[Stored data]
BEGIN

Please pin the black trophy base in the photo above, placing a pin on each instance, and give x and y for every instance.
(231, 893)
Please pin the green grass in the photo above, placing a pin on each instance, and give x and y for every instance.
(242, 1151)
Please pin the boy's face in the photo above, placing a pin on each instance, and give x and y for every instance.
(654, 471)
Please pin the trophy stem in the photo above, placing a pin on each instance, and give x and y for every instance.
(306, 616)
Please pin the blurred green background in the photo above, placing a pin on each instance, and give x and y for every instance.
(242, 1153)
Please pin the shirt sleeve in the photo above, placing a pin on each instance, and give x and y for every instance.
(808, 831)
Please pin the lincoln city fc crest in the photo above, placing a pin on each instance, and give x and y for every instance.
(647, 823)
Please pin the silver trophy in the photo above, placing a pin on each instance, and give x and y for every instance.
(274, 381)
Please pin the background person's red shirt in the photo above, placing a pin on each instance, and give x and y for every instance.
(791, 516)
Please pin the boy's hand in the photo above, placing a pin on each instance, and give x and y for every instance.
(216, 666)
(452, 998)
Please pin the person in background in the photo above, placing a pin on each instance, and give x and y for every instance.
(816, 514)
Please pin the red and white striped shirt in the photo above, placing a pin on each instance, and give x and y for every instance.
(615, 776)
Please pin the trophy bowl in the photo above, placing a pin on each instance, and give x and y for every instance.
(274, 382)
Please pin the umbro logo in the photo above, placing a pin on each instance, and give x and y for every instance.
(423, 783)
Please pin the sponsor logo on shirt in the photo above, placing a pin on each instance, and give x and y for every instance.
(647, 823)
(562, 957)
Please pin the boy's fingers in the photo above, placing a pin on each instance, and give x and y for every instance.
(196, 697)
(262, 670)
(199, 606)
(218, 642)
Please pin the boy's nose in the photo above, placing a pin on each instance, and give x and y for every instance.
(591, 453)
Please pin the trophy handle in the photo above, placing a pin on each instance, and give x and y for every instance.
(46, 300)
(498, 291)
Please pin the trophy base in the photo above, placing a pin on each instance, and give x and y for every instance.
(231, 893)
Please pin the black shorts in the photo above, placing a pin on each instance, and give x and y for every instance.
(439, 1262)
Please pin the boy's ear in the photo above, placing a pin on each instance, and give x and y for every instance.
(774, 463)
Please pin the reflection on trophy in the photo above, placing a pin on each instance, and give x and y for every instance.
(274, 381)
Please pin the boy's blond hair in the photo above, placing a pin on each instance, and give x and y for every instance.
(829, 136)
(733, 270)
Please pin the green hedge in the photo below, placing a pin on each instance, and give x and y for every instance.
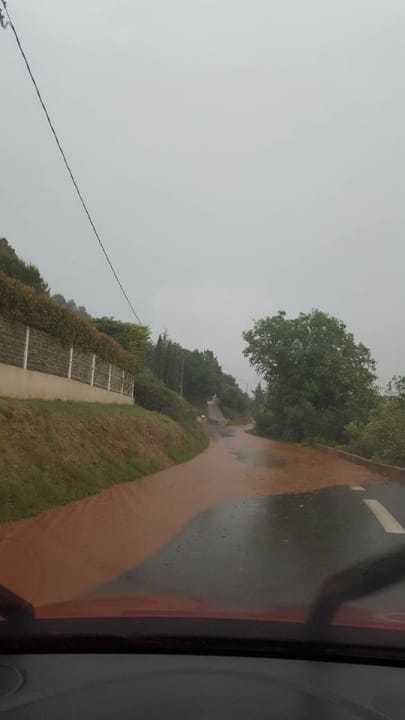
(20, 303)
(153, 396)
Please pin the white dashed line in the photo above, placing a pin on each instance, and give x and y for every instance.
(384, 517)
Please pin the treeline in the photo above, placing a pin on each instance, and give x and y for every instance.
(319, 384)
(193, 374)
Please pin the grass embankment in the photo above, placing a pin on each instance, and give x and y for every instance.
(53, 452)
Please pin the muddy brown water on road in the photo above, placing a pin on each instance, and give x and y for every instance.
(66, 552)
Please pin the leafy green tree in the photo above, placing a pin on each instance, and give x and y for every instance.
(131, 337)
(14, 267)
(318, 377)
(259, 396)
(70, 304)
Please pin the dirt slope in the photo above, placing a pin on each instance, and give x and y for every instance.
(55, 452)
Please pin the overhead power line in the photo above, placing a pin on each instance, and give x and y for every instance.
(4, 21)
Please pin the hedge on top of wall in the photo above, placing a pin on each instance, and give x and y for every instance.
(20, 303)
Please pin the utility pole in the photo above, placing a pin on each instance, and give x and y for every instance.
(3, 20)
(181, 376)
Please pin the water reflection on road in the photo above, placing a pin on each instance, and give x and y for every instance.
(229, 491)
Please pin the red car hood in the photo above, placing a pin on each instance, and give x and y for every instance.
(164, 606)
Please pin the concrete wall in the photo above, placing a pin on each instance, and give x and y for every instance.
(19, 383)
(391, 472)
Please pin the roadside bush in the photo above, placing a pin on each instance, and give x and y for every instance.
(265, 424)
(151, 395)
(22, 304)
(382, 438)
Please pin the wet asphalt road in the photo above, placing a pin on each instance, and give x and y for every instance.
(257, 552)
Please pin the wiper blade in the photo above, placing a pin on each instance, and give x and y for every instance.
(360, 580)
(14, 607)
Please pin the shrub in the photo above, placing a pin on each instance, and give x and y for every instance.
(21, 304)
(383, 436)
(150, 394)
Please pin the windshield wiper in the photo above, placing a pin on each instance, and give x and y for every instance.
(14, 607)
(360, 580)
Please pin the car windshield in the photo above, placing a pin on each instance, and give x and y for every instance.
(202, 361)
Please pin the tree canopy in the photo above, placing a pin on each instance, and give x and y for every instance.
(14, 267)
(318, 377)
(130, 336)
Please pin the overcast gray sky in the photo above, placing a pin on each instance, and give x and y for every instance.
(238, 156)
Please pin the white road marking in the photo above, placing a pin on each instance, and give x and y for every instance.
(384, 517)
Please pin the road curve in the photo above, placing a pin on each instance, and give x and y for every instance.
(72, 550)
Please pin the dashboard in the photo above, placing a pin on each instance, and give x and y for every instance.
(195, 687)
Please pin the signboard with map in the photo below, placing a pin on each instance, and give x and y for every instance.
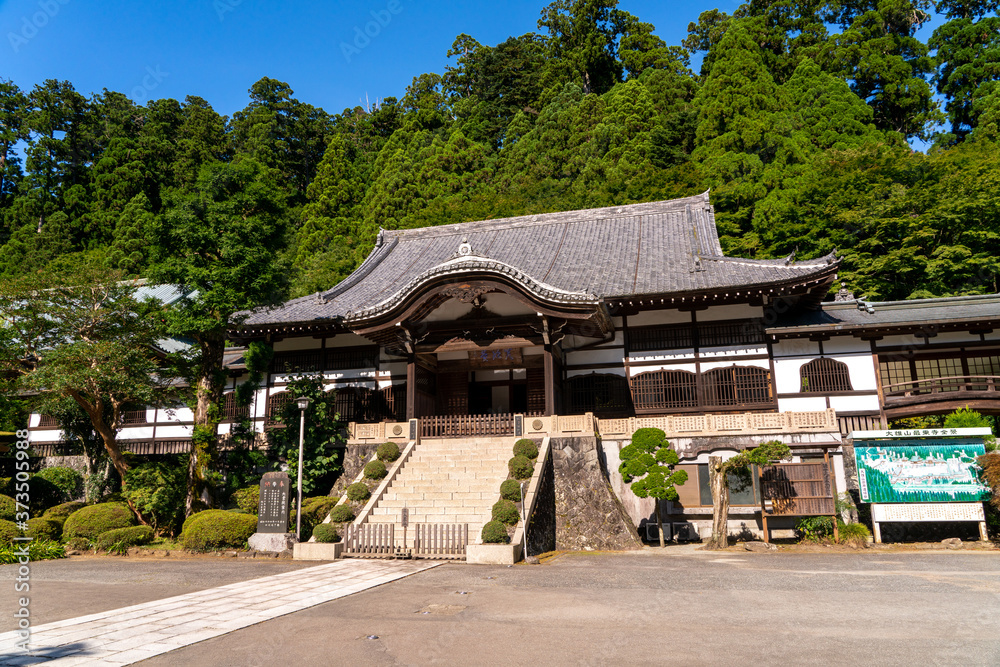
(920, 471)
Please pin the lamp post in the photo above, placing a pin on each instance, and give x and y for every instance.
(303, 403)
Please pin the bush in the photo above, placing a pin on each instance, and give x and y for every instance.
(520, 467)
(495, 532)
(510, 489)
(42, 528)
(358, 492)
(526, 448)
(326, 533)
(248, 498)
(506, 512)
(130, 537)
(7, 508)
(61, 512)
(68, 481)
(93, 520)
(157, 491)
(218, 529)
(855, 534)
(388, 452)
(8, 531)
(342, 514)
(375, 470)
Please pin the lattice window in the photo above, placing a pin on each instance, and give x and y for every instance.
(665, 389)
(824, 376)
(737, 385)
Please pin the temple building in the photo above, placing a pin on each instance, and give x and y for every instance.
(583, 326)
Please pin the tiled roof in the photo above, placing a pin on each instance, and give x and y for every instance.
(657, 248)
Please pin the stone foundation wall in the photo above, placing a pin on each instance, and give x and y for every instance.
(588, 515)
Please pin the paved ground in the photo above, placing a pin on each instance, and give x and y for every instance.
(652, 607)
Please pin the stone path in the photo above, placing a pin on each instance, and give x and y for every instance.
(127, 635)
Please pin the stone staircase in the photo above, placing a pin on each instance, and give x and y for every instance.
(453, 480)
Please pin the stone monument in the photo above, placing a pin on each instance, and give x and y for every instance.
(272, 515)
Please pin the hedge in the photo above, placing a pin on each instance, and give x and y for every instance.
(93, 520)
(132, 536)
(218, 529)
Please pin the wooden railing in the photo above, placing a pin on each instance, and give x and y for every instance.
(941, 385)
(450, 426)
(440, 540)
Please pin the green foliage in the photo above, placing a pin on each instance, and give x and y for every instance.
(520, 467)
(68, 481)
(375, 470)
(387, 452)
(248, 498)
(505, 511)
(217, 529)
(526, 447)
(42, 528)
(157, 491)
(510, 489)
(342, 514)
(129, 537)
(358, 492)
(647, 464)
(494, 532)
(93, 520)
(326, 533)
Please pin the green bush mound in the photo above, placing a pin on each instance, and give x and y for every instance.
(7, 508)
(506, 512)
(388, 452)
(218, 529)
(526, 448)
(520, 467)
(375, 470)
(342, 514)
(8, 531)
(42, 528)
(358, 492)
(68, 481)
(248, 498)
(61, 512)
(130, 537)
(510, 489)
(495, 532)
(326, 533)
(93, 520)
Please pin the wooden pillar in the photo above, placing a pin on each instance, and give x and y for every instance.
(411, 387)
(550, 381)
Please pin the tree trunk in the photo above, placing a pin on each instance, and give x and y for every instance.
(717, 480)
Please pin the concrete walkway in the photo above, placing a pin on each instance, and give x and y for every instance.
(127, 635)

END
BEGIN

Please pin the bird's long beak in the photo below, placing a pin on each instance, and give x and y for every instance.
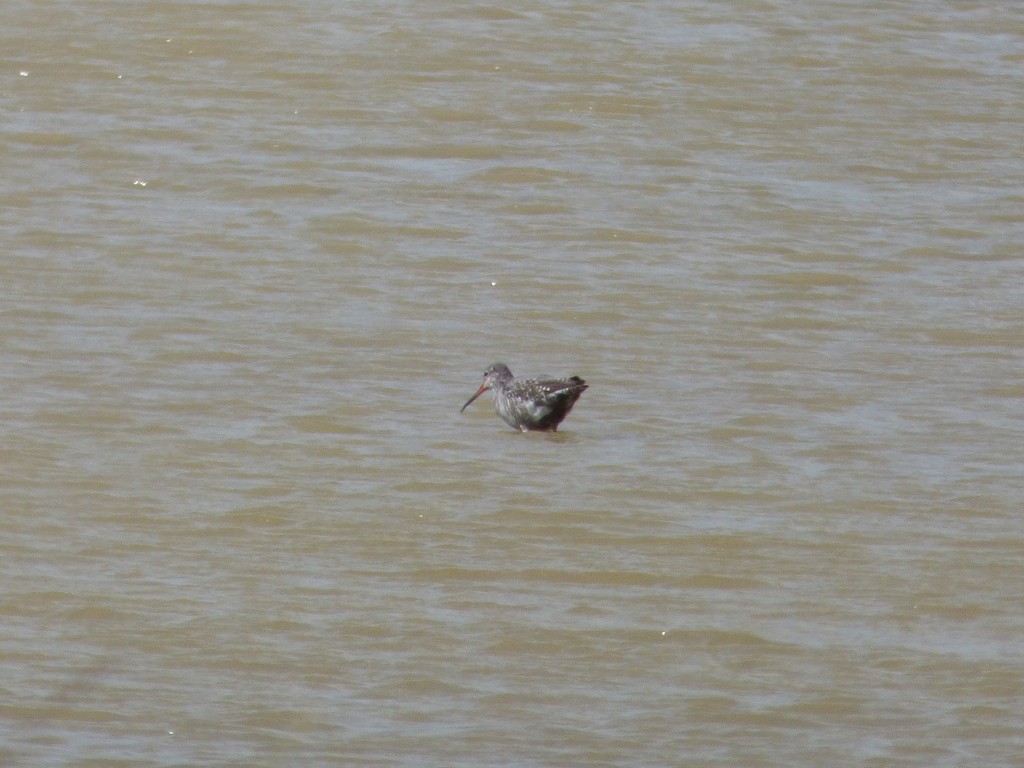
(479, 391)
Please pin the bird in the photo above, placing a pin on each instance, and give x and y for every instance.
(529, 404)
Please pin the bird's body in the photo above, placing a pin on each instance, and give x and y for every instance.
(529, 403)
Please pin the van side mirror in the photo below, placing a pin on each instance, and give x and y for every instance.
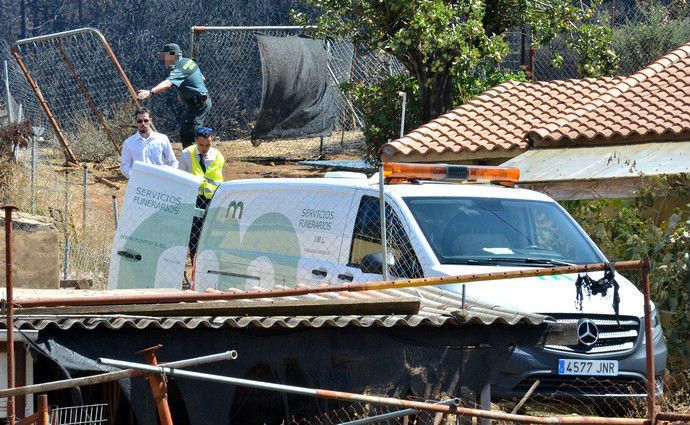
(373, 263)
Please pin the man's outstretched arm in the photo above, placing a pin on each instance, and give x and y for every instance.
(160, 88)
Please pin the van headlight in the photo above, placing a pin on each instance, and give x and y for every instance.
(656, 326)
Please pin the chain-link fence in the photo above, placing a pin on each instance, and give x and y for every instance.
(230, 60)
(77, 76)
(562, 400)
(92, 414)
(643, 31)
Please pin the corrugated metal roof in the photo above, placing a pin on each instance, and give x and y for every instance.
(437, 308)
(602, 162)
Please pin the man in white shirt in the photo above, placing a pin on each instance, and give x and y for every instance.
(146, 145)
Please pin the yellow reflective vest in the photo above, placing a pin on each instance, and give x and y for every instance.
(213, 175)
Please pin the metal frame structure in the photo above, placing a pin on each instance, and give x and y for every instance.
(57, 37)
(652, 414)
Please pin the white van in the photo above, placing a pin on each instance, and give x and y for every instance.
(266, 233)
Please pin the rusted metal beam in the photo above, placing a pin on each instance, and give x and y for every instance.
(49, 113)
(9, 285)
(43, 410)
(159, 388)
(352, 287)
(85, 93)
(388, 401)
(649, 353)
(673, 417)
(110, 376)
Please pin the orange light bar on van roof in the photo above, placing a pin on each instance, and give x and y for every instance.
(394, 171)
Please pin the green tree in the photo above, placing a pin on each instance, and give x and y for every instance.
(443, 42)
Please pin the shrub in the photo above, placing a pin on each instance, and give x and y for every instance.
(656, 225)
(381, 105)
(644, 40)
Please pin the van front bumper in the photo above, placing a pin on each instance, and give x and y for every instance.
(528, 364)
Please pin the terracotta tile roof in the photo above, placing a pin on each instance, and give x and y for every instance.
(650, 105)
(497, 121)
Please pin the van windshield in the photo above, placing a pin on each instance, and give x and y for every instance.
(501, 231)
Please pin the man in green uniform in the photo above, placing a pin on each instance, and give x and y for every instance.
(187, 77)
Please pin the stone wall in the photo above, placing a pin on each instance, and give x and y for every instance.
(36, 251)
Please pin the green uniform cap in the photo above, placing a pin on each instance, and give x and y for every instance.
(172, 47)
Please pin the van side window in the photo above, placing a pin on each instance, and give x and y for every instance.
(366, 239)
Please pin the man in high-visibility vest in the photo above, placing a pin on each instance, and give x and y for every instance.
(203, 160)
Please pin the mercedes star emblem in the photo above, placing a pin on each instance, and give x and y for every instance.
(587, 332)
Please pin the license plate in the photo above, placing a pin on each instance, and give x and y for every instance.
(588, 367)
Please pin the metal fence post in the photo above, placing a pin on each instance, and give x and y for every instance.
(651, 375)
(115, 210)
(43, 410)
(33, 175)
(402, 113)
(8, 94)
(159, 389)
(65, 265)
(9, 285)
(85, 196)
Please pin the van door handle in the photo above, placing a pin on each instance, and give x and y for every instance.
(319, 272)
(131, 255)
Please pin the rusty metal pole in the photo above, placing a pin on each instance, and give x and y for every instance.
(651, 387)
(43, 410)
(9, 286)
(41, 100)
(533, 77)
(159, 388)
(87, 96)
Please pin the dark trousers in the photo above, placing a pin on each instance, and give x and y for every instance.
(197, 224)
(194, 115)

END
BEGIN

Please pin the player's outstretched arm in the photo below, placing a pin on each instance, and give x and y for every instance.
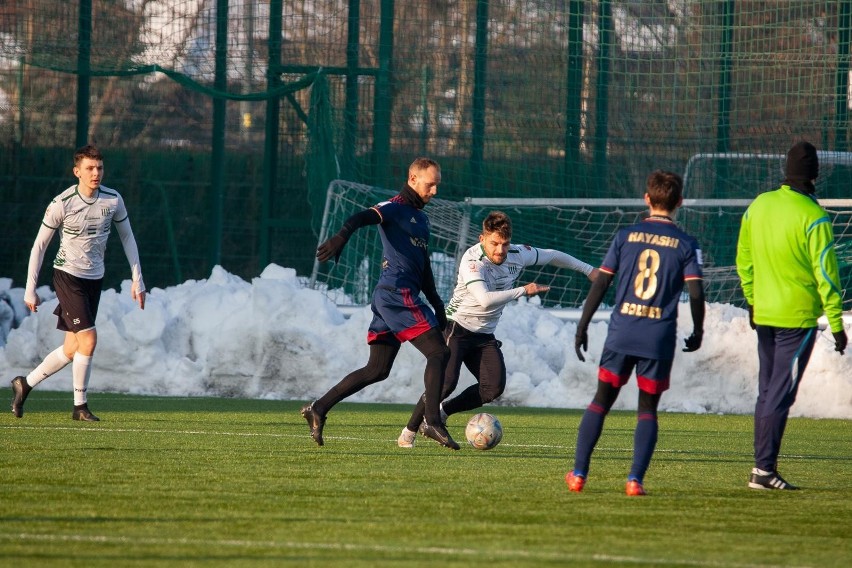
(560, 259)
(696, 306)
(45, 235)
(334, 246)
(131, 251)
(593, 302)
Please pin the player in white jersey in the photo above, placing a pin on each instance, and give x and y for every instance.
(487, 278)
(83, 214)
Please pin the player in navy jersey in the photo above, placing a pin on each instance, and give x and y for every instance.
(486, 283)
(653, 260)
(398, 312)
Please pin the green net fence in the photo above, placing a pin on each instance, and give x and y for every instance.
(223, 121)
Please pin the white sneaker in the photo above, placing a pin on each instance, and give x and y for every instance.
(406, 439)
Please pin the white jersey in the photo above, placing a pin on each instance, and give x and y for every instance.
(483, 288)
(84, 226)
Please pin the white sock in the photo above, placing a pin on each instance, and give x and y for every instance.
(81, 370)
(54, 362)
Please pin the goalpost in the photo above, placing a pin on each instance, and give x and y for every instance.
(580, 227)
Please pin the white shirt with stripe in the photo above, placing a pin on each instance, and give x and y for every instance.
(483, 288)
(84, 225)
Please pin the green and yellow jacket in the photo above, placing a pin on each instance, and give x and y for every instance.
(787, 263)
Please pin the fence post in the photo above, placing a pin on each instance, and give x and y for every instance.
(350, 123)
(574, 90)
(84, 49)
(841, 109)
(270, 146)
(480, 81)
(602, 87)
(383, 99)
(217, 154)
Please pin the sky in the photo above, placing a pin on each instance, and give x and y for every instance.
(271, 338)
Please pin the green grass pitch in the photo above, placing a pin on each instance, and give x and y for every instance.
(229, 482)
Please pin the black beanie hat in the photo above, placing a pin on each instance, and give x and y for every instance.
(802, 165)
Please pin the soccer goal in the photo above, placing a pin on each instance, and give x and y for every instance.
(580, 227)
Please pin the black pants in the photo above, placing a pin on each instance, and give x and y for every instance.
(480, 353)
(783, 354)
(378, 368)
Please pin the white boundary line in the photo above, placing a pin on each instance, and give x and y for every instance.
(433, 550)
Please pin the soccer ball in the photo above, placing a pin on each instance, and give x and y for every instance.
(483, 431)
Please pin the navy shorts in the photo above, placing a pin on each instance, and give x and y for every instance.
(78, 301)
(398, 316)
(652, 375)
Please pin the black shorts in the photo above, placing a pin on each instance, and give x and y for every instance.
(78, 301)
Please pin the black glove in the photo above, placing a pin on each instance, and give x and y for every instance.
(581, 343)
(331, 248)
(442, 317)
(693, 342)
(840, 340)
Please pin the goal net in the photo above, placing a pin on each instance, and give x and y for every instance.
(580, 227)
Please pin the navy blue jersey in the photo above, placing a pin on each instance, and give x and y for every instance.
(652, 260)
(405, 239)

END

▶ [GIVEN REQUEST] Find every line in the material that contains the word "wiper", and copy each of those lines.

▶ [ANSWER IN FULL]
Please pin the wiper blade in the photo above, placing a pin on each instance, and give x and y for every instance.
Please pin the windshield wiper in the photo above, placing a pin on each instance, and give x and y for every instance.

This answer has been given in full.